Extrait du document:
----------------------------------------

Moi: J’y ai pensé. D’habitude, j’évite les rues de mon quartier, quitte à me farcir un détour. À quelques reprises, j’ai osé braver l’ennemi. J’ai vu de loin Mado Lamotte caresser d’une main libidineuse les grosses boules de son fameux bingo en espérant que sa préférée, la 0-69, sorte vite par le petit trou. J’ai croisé des comédiens costumés mêlés à la foule: un policier sifflet au bec qui tentait de diriger le flux et reflux de la marée humaine, un couple formé d’une religieuse pécheresse et d’un curé coquin, un travesti goguenard, deux nains ébaubis qui se tenaient tendrement par la main (ceux-là, plus j’y pense, moins je suis certain qu’ils jouaient un rôle). J’ai regardé des jeunes branchés installés sur la micro terrasse du Café Gitana, tentant d’aspirer des volutes de chicha à cinq mètres de la scène où se démenait Stefie Shock comme un diable dans l’eau bénite. Bonjour le nirvana! D’ailleurs, ils ne sont pas restés affalés longtemps. Comment les blâmer? Je pouvais à peine m’entendre bitcher contre les énervés qui m’écrasaient les pieds.

Psy: Le festival est sûrement une manne pour l’économie de votre quartier.

Moi: J’imagine. Sinon, les commerçants ne paieraient pas le festival pour qu’il revienne m’embêter chaque année.

Psy: Ah bon? Ils font ça?

Moi: Ben oui, chose. L’été dernier, j’ai lu dans La Presse que 100 000 $ étaient versés aux organisateurs. Stupeur. Rejoint au téléphone, Claude Rainville, directeur général de la Société de développement du Quartier latin, m’a assuré que c’était moins que cela, sans me donner un chiffre. «L’entente est confidentielle, mais oui, elle comprend une contribution financière et des services.» Le Festival de jazz n’a pas droit à un tel bonbon. Bref, on ne lésine pas sur les ronds de jambe devant le cirque à Rozon, qui serait vraiment tarte à la crème de quitter les lieux. Surtout que l’expérience a été tentée ailleurs sans succès, d’abord au Vieux-Port dans les années 90 où, au contraire, le festival devait cracher le morceau pour y faire le zouave. Et plus récemment, en 2006 et à ma grande joie, boulevard Saint-Laurent. La magie, paraît-il, n’y était pas. Moi non plus.

Psy: Mince, vous êtes bien informé.

Moi: Merci. Sunzi, dans L’Art de la guerre, l’a écrit noir sur blanc: connais ton adversaire comme toi-même.

Psy: Donc, Juste pour rire est là pour rester.

Moi: Hélas pour mes nerfs. Et — je serai bon prince — tant mieux pour les marchands. Car Claude Rainville — qui, je vous le signale en passant, travaille mais ne crèche pas dans le quartier — a ajouté qu’«avec 18 % de rotation de commerces, ce qui est énorme, le Quartier latin a besoin d’événements très populaires comme le festival. Sinon, il va y avoir des Insta-Chèques et des pawnshops au coin de la rue.»

Psy: Quelle horreur. Vous êtes-vous senti alors un peu cheap?

----------------------------------------

Données présentées:
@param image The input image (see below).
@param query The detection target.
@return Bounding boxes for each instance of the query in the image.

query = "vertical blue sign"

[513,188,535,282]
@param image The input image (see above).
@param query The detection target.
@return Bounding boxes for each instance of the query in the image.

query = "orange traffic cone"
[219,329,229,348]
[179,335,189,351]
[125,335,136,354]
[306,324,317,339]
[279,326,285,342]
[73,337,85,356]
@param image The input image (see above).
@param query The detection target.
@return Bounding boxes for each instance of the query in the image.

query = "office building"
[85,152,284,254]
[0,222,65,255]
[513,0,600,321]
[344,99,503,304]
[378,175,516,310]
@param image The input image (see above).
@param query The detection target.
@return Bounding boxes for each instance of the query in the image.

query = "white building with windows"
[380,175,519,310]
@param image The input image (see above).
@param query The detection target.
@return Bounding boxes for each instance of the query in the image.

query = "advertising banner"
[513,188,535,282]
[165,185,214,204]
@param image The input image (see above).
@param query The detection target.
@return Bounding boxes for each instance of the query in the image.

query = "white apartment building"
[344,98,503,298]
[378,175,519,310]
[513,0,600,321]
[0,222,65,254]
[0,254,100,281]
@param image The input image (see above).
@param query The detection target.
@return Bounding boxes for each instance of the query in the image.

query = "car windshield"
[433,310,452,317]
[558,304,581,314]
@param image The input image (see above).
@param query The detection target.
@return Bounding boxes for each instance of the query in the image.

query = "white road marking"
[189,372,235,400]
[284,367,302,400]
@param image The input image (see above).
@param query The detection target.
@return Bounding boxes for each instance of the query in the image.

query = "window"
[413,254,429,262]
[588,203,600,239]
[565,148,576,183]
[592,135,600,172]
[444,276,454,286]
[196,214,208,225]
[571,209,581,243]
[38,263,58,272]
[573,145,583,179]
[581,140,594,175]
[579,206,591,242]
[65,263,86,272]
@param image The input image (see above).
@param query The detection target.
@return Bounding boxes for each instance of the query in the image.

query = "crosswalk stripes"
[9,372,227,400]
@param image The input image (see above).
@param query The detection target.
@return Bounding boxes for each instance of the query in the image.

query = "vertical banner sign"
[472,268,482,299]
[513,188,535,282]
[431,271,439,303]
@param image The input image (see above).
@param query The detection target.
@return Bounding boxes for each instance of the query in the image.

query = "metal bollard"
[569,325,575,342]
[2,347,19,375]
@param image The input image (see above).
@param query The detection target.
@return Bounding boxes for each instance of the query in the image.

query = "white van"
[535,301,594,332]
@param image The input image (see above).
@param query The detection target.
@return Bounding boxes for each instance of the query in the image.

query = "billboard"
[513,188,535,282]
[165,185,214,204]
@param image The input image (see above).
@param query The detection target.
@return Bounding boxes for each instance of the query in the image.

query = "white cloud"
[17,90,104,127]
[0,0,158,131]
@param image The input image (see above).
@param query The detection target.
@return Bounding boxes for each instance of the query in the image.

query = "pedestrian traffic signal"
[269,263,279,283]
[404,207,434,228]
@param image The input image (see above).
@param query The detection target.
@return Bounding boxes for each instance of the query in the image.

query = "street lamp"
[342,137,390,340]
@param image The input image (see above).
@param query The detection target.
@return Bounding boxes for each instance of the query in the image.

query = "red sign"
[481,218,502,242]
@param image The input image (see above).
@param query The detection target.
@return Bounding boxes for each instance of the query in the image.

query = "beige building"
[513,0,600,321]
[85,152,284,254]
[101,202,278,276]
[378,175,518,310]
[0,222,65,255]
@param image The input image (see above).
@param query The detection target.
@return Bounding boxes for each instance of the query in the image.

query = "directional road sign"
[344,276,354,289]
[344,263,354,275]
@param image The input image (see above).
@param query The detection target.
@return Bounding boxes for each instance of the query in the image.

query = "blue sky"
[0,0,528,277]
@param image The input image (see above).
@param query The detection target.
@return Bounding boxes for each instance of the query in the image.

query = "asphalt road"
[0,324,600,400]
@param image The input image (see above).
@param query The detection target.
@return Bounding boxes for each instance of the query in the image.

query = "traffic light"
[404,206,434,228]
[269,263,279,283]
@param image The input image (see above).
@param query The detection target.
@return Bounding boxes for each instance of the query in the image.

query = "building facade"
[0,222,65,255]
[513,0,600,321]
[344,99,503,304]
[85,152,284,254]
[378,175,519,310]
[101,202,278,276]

----------------------------------------

Exercices à réaliser:
(1) Répondez aux questions suivantes d'après l'extrait.
(a) Quel montant La Presse indiquait-elle comme versé aux organisateurs?
(b) En quelle année le festival s'est-il tenu boulevard Saint-Laurent?
(c) Quel taux de rotation des commerces Claude Rainville attribue-t-il au Quartier latin?
(2) Dressez la liste de toutes les personnes désignées par un nom propre dans l'extrait.
Répondez en vous fondant uniquement sur l'extrait.

Corrigé:
(1)
(a) 100 000 $
(b) En 2006
(c) 18 %

(2)
- Mado Lamotte
- Stefie Shock
- Claude Rainville
- Rozon
- Sunzi